* **What needs to be done**:
Skip every line before the one containing "indicate the blurred", then copy that line and the rest of the entries below exactly, through the last line.

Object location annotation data
################

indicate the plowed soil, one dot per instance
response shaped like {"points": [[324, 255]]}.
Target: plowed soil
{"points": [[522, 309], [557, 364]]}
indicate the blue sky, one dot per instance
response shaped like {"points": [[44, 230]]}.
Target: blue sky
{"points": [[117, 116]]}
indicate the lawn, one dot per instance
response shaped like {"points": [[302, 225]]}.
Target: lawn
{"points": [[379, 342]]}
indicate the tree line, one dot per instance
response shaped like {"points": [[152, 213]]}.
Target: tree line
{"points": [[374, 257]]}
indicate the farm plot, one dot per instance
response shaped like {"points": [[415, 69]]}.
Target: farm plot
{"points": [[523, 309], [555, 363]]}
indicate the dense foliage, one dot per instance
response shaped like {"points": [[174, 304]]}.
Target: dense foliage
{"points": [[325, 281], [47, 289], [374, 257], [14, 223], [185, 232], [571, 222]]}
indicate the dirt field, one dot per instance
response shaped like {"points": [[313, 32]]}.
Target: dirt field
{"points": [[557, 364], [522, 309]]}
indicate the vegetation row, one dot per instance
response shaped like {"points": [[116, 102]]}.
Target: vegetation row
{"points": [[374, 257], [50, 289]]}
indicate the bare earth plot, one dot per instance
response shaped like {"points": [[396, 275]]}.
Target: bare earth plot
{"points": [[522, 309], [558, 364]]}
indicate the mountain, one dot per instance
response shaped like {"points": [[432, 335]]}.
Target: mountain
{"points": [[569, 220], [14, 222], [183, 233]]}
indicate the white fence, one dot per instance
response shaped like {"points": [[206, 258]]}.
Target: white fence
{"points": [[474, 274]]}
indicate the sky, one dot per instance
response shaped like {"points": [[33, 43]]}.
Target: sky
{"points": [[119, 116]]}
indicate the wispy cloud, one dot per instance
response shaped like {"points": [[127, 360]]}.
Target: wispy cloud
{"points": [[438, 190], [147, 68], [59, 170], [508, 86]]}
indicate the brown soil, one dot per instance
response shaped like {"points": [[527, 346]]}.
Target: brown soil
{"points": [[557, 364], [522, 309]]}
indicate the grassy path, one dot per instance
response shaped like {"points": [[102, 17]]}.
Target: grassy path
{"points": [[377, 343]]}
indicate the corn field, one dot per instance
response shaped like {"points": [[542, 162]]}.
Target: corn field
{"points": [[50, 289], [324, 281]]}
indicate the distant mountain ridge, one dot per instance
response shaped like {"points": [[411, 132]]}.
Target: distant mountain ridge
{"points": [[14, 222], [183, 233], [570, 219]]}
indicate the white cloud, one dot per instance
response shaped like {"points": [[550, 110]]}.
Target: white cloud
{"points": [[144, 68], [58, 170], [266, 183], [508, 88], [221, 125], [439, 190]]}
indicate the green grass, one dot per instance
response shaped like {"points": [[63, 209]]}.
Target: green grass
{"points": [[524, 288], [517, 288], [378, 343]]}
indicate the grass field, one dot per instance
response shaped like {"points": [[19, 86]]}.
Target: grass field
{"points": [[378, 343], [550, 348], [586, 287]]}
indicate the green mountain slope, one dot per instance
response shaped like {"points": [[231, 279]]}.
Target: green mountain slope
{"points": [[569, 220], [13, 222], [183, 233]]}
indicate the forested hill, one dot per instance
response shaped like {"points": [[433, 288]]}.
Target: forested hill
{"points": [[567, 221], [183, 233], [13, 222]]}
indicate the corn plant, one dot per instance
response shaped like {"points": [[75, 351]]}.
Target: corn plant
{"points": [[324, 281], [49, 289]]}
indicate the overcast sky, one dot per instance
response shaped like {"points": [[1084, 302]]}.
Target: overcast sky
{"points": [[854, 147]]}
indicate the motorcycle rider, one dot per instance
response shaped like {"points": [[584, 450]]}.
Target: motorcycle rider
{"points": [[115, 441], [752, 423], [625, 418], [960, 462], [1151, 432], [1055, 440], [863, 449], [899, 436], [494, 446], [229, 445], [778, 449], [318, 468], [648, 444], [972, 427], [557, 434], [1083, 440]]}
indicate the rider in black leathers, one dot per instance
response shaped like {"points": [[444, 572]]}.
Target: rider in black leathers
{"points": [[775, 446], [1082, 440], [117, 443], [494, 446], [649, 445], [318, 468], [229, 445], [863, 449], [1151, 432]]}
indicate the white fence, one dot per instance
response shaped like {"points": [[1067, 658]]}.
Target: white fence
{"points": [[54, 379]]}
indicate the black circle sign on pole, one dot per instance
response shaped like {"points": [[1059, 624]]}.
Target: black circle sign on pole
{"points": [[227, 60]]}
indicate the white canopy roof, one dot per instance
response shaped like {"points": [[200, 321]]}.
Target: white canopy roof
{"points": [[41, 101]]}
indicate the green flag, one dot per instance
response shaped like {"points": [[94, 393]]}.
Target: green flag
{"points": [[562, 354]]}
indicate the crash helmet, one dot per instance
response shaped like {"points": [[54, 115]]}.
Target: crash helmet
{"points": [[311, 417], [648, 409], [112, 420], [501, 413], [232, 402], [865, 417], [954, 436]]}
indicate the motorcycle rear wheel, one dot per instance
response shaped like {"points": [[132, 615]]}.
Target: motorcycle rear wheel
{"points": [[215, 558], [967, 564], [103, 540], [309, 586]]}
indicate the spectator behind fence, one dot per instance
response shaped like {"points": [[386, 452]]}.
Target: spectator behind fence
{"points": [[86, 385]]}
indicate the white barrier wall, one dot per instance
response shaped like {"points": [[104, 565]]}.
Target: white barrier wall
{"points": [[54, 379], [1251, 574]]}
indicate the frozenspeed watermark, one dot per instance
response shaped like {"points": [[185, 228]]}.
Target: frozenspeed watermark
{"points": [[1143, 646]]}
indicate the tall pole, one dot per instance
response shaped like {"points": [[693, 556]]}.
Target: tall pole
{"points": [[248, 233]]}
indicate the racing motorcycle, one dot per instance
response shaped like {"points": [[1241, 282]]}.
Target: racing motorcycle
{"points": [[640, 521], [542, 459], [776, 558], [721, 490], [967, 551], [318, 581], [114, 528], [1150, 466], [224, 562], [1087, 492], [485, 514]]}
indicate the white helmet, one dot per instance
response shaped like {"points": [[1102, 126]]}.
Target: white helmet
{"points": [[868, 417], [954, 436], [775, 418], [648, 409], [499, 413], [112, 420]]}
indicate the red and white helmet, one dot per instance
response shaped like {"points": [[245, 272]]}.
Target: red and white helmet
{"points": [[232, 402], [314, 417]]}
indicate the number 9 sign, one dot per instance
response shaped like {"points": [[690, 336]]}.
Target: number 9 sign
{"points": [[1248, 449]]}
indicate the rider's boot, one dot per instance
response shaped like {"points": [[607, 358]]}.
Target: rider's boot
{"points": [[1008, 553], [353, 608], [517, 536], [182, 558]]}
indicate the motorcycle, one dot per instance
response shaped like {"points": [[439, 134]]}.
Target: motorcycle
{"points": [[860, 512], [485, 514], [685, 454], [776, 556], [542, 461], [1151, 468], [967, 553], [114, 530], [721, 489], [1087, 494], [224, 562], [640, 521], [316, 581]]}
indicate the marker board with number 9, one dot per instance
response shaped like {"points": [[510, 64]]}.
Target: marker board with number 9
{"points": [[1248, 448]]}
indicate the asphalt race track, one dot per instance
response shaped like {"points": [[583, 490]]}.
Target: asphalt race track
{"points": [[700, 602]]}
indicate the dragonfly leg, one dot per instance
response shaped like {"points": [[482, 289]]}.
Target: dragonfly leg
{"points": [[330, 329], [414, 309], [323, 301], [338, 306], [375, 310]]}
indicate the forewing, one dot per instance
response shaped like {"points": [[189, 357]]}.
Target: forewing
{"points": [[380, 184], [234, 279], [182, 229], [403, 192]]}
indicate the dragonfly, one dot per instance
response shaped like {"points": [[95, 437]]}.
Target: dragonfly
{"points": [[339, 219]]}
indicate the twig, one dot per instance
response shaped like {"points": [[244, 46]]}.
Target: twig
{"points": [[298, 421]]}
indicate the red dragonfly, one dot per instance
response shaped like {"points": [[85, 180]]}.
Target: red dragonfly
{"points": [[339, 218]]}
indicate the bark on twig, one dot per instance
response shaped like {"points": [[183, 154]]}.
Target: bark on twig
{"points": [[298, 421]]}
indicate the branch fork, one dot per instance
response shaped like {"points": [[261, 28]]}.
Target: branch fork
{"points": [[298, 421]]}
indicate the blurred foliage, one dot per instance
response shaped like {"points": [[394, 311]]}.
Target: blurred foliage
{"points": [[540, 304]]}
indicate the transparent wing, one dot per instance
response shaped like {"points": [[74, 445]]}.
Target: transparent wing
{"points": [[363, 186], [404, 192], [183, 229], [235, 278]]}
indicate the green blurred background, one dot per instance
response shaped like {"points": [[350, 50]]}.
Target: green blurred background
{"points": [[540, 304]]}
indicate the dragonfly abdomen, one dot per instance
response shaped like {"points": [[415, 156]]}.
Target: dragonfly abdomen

################

* **Task response**:
indicate the blurred foliage, one dot per instance
response shaped like {"points": [[394, 311]]}.
Target: blurred foliage
{"points": [[540, 304]]}
indicate the transparent wing, one dot per instance
response shaped like {"points": [[74, 445]]}.
Target: transparent wing
{"points": [[363, 186], [404, 192], [183, 229], [235, 278]]}
indicate the green blurred background, one dot per instance
response shaped like {"points": [[350, 50]]}.
Target: green blurred background
{"points": [[540, 304]]}
indicate the dragonfly abdomen, one dot per instance
response shaped like {"points": [[415, 156]]}.
Target: dragonfly abdomen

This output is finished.